Exercise instructions:
#1 In the passage on DPP-4 inhibitors, how many patients with type 2 diabetes were included in the retrospective review?
#2 Carry on the passage on DPP-4 inhibitors from its final sentence.

Quoted passage:
Dipeptidyl peptidase-4 (DPP-4) inhibitors enhance the effect of glucagon-like peptide-1 (GLP-1), which leads to the secretion of insulin and the reduction of glucose plasma levels. Nowadays, DPP-4 inhibitors are widely used for the treatment of diabetes mellitus.6 In addition to lowering blood glucose levels, DPP-4 inhibitors also exert pleiotropic vascular effects. DPP-4 has widespread organ distribution throughout the body and DPP-4 blockade promotes endothelial cell function via endothelial NO synthase (eNOS) signaling, which is mediated by both GLP-1–dependent and GLP-1–independent mechanisms.7 DPP-4 inhibition also reduces blood pressure and vascular inflammation in hypertensive rats by increasing NO bioavailability.8 Besides, acute administration of DPP-4 inhibitors dilates aortic segments through increased NO release.9
Upregulated DPP-4 expression in cirrhotic liver and elevated serum levels of DPP-4 in cirrhotic patients have been reported.10,11 In addition, emerging studies indicate that DPP-4 is involved in the development of various chronic liver diseases, such as hepatitis C virus infection, nonalcoholic fatty liver disease, and hepatocellular carcinoma.12 A retrospective review of 459 patients with type 2 diabetes who were prescribed DPP-4 inhibitors showed that DPP-4 inhibitors ameliorated liver dysfunction.13 In addition, DPP-4 inhibitors ameliorated liver fibrosis via suppression of hepatic stellate cell proliferation and collagen synthesis.14
The effects of DPP-4 inhibition on portal hypertension, portosystemic collaterals and cirrhotic liver are unknown, so this study was designed to test the relevant effects of DPP-4 inhibition on rats with partial portal vein ligation (PVL)–induced portal hypertension and common bile duct ligation (BDL)–induced biliary cirrhosis.

(Items stored from a collection)
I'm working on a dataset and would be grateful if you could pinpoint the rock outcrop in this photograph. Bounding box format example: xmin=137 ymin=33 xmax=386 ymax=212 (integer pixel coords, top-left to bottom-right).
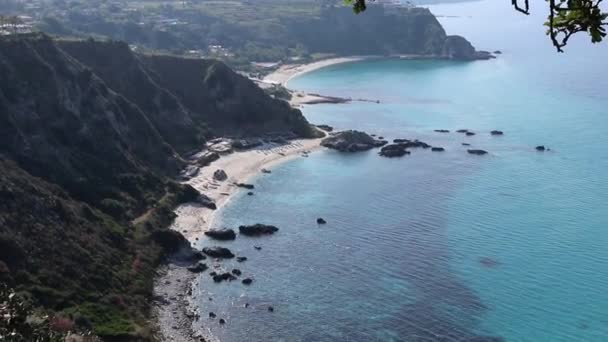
xmin=321 ymin=130 xmax=387 ymax=152
xmin=203 ymin=246 xmax=234 ymax=259
xmin=239 ymin=223 xmax=279 ymax=236
xmin=205 ymin=229 xmax=236 ymax=241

Outputs by task:
#1 459 patients.

#2
2. METHODS
2.1. Animal model for portal hypertension
Male Sprague-Dawley rats (280–300 g) were caged at 24°C with a 12-hour light-dark cycle and free access to food and water until the time of the experiments. Survival surgery and hemodynamic studies were performed under Zoletil (tiletamine + zolezepam) anesthesia (50 mg/kg, intramuscularly). Portal hypertension was induced by PVL as previously described.15 Sham operations without ligation of the portal vein were conducted as the surgical control.
2.2. Animal model for biliary cirrhosis
Male Sprague-Dawley rats weighing 280 to 300 g at the time of surgery were used for the experiments. Rats with secondary biliary cirrhosis were induced by BDL.16 A high yield of secondary biliary cirrhosis was noted 4 weeks after ligation.17 To avoid coagulation defects, BDL rats received weekly vitamin K injections (50 μg/kg intramuscularly). The control group received a sham operation without ligation of the common bile duct.
2.3. Experimental design
In the first series, a dose-finding study was performed to test the portal hypotensive effects of linagliptin, a DPP-4 inhibitor, on PVL rats. One day before PVL operation, the rats were randomly allocated to receive oral gavage of normal saline (vehicle control), 3 mg/kg, 10 mg/kg, or 30 mg/kg linagliptin for 10 consecutive days. On the tenth day, body weight (BW), mean arterial pressure (MAP), heart rate (HR), portal venous pressure (PP), and fasting blood glucose levels were measured. The optimal dose of linagliptin treatment was then used for the following experiments.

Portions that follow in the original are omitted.